__Texte cité__
Les nouveaux voyages dans la Lune
Jeudi 1er septembre 2016, jour où Elon Musk a trébuché ? L’explosion sur le pas de tir d‘une fusée Falcon-9 est une mauvaise nouvelle pour le patron de SpaceX (et de Tesla).
Elle jette un doute sur les capacités techniques de l’entreprise spatiale alors que l’un de ses principaux concurrents, Ariane 5, vient d‘aligner 73 lancements réussis d‘affilée.
Pourtant, SpaceX dispose encore des atouts dissimulés dans ses manches. Si le dernier test de Falcon-9 a tourné court, SpaceX est parvenu, cette année, à récupérer plusieurs de ses fusées. Objectif à terme : les réutiliser pour drastiquement abaisser les coûts de lancement. Un avantage de poids face à ses concurrents. Le coût de lancement via la future Ariane 6 sera en effet deux fois plus élevé que celui des fusées d‘Elon Musk.
La société a en outre signé des contrats phares dont celui avec la NASA. SpaceX est la première entreprise privée à avoir obtenu un contrat avec l’agence américaine pour le ravitaillement de la Station spatiale internationale (ISS).
Preuve que les vieux routards de l’espace font confiance à Musk et à ses ingénieurs. Et signe, aussi, d‘un changement majeur des temps : celui de la privatisation de l’espace.

__Consigne__
Restituez mot pour mot le passage du texte sur SpaceX qui va de « Preuve que les » à « privatisation de l’espace. ». Les enregistrements ne servent pas ici.

__Enregistrements affichés__
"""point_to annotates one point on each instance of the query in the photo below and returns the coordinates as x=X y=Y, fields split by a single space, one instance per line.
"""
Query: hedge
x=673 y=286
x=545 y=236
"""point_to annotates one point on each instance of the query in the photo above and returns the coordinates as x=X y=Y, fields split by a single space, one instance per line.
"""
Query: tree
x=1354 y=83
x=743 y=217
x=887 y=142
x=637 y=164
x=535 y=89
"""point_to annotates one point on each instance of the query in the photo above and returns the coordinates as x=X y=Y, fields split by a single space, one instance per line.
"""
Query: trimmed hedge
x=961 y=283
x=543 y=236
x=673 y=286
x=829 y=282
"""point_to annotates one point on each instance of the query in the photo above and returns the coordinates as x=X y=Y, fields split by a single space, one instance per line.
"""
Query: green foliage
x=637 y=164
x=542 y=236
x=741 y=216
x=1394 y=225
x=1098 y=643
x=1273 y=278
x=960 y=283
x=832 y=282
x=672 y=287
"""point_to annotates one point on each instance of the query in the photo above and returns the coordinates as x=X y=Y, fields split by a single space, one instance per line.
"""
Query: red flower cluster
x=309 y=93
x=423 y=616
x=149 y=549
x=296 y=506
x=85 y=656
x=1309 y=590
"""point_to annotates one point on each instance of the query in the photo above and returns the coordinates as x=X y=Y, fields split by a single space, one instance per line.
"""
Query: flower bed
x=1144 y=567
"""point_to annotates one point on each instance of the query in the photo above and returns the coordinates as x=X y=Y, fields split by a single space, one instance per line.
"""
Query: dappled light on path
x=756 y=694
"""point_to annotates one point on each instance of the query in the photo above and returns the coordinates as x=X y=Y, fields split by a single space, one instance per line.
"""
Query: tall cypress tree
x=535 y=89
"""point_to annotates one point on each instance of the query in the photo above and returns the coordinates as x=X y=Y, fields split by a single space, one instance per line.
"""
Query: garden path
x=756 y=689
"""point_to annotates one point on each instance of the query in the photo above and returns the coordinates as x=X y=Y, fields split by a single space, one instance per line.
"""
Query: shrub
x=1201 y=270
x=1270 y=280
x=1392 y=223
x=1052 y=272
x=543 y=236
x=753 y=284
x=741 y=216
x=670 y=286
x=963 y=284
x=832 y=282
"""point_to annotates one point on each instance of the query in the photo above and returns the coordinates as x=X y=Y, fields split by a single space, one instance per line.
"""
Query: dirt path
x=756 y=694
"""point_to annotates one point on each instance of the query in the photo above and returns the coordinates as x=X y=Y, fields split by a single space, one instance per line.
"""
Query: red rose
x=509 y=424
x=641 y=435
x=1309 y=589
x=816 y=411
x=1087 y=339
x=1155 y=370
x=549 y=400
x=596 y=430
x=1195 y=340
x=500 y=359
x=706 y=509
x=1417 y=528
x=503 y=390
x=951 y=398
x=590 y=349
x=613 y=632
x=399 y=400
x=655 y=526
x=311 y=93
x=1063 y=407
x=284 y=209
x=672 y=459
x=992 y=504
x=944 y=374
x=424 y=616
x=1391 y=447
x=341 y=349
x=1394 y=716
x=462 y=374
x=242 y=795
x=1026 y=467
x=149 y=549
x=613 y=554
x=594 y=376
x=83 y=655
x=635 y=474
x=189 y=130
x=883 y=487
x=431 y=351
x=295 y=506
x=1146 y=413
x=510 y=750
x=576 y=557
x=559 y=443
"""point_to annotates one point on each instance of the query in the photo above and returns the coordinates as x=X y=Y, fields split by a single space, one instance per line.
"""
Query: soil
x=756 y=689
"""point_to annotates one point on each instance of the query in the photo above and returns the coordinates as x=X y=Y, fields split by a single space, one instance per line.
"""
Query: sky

__Réponse finale__
Preuve que les vieux routards de l’espace font confiance à Musk et à ses ingénieurs. Et signe, aussi, d‘un changement majeur des temps : celui de la privatisation de l’espace.